TASK TO CARRY OUT: Rewrite every item below with "one dot per instance" changed to "a single dot for each instance" and nothing else altered, leaving out the pictures.

====== PROVIDED INFORMATION ======

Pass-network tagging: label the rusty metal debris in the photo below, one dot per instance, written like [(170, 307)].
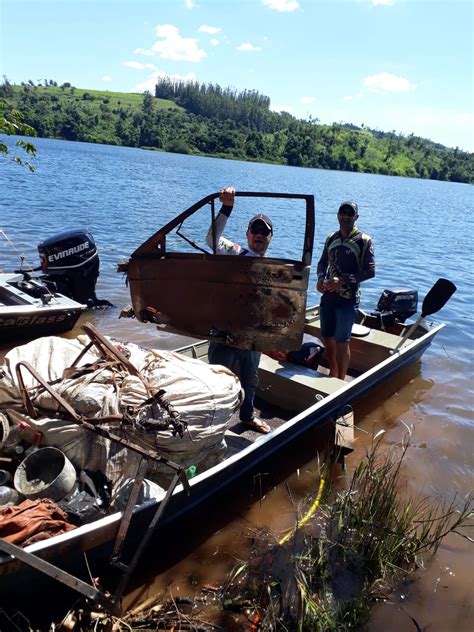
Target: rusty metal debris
[(255, 303)]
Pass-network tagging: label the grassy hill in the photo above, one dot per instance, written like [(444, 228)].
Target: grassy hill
[(207, 120)]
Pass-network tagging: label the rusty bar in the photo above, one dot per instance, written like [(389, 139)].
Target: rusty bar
[(60, 575)]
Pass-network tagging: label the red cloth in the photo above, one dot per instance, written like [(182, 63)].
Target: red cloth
[(32, 521)]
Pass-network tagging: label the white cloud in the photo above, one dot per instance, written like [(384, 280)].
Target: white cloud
[(136, 65), (385, 82), (282, 5), (212, 30), (248, 47), (149, 84), (142, 51), (173, 46)]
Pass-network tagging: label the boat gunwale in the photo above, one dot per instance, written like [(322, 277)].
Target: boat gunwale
[(324, 407)]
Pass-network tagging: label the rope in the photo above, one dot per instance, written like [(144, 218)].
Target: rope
[(308, 514)]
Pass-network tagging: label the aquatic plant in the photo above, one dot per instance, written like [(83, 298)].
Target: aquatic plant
[(364, 540)]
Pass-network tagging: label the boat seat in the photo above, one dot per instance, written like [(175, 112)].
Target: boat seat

======

FINAL RESULT:
Pass-network tagging: label the rusty metal debris in the photo below, a single dot for each instance, written like [(170, 307)].
Target: rusty metal debris
[(255, 303)]
Pass-network tagging: label the grassy hill in the photo above, a single dot for each instance, written like [(444, 228)].
Target: grassy hill
[(207, 120)]
Pass-network tagging: label the rusty bar in the photo above, a single dot for each instance, written like [(389, 139)].
Target: rusty bar
[(60, 575)]
Pass-network tagging: label the red cloth in the photo above, a single dot for each instance, written like [(182, 63)].
Target: red cloth
[(32, 521)]
Pass-network tagging: label the white cloud in the photo above, a single dot for each instance, written like [(384, 280)].
Target: white cloud
[(136, 65), (385, 82), (282, 5), (212, 30), (248, 47), (149, 84), (142, 51), (173, 46)]
Pass-network tagging: label the boat gunwale in the photo above, a single dot for each instance, written like [(322, 277)].
Target: boat gunwale
[(324, 407)]
Pass-network tagging: label the rope in the photo above, a single dot for each instance, written like [(144, 218)].
Target: rope
[(308, 514)]
Pass-network tagging: label the aquatic plant in the photo above, a single dot for each instance, written like [(83, 298)].
Target: aquatic plant
[(364, 540)]
Pass-network tagging: label the boat seat in the photo above, a single dot for each instance, written like [(175, 112)].
Target: boat seat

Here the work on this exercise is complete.